I don’t recall precisely why I was riding alone – it wasn’t unusual for one of us girls to mount up and take off into the pastures, but we were usually together at least – it’s just been too many years. I do remember just how Moke looked and felt when he saw the cows. His ears pricked up tall towards them, and I felt his whole body bunch, then explode into action. 

I clung to the saddlehorn, reins loose. He wasn’t listening to me anymore! I was a passenger while he gathered up the half-dozen or so cattle that had been innocently grazing in the pasture, and headed them toward the barn. I can remember my Dad and our friend who boarded the horses laughing as they watched from the fence. One blonde peanut, perched on top a very pleased-with-himself roan who’d gotten put out to pasture, but still had it! 

I was always careful to check for cows when I went out on Moke, after that. I’d learned my lesson about telling a horse what to do when he got the bit between his teeth.  He didn’t know he was retired, and he was a bit put out that no one was letting him work with the cows! 


Comments

4 responses to “You can’t tell a horse”

  1. Sigh.
    We had a retired parade horse when I was a teenager – Mr. Wilson. He was as steady as a rock, and adjusted to his rider. Mom and Dad bought him from a co-worker; Mr. Wilson had feet issues and couldn’t be fitted with shoes. So he had to be ridden on dirt – and we lived in a place where there was nothing but dirt roads. He lived in our half-acre back yard. Mom and Dad bought him for $100 dollars. We rode him with a cheap pad – no saddle. (Mom to Dad – Yeah, a hundred dollar horse and a $500 dollar saddle? No.)
    But oh – when he was ridden out on the bridle paths along some of the major roads! He pranced along, like a champion. Never turned a hair when some a-hole honked their horn, hoping to panic the horse. A horse-knowledgeable friend of Mom’s looked at him one day and said, “He was SOMEONE, back in the day…”
    We had to sell him when the freeway finally took that house, and we moved to another place. Dad said that he could afford a horse, or the swimming pool. Wilson went to a family who wanted a gentle ride for their kids. We always hope that they treated him well. He was a gentleman of a horse.
    Stopped as soon as you fell off him.

#### TASKS FOR THIS EXERCISE:
a) In the horse-riding page above, why did Mr. Wilson have to be ridden on dirt? Answer in one to three sentences.
b) List each thing the horse-riding page says Moke did from the moment he saw the cows.
c) Pick up the horse-riding page at its last line and keep writing.
The listing that comes next has no connection to the horse-riding page above.

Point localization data
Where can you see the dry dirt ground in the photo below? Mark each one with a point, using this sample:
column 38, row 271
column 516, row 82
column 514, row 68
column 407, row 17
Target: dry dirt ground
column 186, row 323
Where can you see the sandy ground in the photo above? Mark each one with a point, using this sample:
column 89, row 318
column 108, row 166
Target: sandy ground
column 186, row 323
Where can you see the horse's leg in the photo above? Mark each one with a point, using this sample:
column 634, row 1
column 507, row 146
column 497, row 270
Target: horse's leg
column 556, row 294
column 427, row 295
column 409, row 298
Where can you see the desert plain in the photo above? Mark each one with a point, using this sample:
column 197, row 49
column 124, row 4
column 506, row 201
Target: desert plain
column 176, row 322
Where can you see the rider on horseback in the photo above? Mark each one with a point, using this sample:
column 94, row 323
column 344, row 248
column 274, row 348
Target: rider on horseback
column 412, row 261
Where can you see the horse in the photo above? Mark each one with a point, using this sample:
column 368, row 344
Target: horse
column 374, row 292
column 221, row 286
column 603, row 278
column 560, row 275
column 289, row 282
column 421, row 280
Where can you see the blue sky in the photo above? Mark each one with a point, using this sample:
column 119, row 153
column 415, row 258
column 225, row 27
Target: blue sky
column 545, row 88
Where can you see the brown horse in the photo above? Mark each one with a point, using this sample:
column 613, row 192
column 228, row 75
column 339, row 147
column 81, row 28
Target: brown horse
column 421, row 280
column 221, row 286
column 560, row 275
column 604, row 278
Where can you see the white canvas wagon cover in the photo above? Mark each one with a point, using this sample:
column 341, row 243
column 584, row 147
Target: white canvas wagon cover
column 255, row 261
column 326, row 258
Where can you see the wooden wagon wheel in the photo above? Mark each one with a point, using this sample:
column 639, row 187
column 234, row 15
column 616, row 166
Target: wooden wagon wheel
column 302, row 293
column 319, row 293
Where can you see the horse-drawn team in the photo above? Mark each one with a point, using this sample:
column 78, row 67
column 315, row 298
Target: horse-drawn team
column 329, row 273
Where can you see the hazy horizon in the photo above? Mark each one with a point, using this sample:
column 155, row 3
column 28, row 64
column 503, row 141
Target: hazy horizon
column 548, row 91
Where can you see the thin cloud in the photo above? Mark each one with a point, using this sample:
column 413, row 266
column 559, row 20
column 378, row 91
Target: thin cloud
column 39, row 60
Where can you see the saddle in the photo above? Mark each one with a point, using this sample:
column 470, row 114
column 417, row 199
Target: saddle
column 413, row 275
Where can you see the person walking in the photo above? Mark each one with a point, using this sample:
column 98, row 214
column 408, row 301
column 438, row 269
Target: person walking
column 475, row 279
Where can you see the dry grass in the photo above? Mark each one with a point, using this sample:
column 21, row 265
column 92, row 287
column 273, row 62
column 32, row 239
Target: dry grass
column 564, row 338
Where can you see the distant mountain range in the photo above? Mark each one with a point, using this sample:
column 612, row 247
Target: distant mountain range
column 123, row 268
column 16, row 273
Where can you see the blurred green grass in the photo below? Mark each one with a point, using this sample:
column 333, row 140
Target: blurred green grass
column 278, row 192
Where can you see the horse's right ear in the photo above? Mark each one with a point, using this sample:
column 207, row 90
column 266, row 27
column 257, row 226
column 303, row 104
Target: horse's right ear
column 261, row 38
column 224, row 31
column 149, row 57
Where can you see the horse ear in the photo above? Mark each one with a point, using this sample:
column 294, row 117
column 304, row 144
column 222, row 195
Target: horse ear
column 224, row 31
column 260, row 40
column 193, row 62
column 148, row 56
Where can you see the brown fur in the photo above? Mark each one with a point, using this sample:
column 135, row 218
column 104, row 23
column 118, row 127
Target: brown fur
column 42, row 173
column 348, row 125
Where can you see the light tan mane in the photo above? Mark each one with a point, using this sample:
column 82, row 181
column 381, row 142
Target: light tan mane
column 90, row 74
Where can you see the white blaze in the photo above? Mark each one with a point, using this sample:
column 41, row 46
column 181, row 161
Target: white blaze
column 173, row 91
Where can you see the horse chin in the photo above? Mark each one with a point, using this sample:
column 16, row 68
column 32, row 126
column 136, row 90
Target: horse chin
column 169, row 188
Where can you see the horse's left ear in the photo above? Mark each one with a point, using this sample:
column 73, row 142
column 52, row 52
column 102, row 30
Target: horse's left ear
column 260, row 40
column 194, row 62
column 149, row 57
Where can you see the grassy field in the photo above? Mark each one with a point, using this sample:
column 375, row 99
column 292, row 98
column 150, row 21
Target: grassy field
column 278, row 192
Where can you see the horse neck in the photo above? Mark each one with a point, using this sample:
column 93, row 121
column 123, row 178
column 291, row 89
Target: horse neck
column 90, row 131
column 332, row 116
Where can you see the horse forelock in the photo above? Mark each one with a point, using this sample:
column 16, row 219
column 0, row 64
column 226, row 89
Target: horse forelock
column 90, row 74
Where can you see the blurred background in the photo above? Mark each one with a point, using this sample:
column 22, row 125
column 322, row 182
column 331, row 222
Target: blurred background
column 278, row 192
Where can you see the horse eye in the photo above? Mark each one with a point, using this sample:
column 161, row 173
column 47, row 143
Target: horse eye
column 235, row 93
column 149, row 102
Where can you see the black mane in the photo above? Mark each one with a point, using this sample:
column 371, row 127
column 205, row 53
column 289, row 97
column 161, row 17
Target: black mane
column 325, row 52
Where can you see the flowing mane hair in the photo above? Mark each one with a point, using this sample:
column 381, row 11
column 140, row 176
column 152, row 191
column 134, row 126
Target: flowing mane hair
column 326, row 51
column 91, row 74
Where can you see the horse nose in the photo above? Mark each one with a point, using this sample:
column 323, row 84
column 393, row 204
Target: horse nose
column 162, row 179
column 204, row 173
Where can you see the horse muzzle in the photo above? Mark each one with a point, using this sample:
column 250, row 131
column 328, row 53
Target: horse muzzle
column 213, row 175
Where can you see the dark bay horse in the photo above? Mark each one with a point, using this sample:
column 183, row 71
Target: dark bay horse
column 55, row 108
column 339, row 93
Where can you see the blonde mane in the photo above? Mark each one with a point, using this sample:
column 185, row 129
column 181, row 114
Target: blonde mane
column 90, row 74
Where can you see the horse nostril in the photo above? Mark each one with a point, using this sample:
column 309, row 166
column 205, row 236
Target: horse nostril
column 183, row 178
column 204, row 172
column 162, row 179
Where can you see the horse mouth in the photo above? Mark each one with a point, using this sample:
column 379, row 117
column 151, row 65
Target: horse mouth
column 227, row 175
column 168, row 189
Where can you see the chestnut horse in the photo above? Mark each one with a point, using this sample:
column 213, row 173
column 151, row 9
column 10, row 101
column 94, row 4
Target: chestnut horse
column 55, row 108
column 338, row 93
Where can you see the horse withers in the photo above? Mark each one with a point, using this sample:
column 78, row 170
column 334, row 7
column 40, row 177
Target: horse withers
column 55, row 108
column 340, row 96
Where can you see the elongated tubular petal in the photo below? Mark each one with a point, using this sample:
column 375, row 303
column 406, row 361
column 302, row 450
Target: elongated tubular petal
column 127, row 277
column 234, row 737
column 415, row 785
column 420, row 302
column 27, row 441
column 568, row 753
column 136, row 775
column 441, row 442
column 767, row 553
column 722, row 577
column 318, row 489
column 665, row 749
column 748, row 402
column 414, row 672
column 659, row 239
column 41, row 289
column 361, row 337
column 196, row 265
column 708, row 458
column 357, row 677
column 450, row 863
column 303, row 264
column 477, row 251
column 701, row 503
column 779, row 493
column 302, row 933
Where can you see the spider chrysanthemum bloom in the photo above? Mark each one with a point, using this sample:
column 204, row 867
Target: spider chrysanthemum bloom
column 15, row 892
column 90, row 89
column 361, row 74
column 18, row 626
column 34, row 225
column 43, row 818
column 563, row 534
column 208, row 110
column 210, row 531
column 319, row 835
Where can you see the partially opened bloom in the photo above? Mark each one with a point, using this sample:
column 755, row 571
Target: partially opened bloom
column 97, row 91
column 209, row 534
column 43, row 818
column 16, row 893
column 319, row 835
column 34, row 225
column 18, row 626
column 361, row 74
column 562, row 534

#### YOUR WRITTEN ANSWERS:
a) Mr. Wilson had problems with his feet and could not be fitted with shoes, so he had to be ridden on dirt.

b)
- Pricked his ears up tall toward the cows
- Bunched his whole body
- Exploded into action
- Stopped listening to his rider
- Gathered up the half-dozen or so cattle grazing in the pasture
- Headed them toward the barn

c)
    1. I’m trying to remember which horse I led home with the saddle under… her belly. So it must have been Lady. I was too small to get it either off her, or back on. She was part draft, part mustang, and a big horse. But she was gentle as a lamb, and followed me all the way back to the barn – she knew as well as I did that an adult needed to take care of that saddle!

      A good horse is something else.

  2. Neil Frandsen Avatar
    Neil Frandsen

    Heh. The milk cows had opened the man-gate in the main corral, and were about a quarter mile south in the ditch on the west side of the gravel road, munching the very green grass. The only horses handy were the two work horses, mares old enough to vote! I grabbed the bridle for one of them, removed the long, long harness-length reins, and attached my special hand-brained rein c/w 2 snaps at the ends. I did not like climbing off to retrieve a dropped rein whilst riding bare-back. After using the collar fence to climb aboard, ye workhorse trotted east to the main road, ears forward, enjoying this new experience. When we got to the road _I_ neck-reined to the right, to go south. Too bad, a workhorse steering commands come from the mouth = she turned left. It is a very, very long way down from a work horse’s back – the embaresment was doubled due to my Dad driving over the top of the hill, 200 yards away in time to see me in mid air.
    “What were you doing?”, asked my Dad. The horse was obviously thinking “That’s weird, the saddle horses never said anything about getting off that way!”
    I got up, brushed dust off of my leather jacket, led the horse over to the barbed wire fence to climb on, and rode down to the milk cows, who were already ambling back towards our entrance road!

    1. We were lucky to have such patient creatures!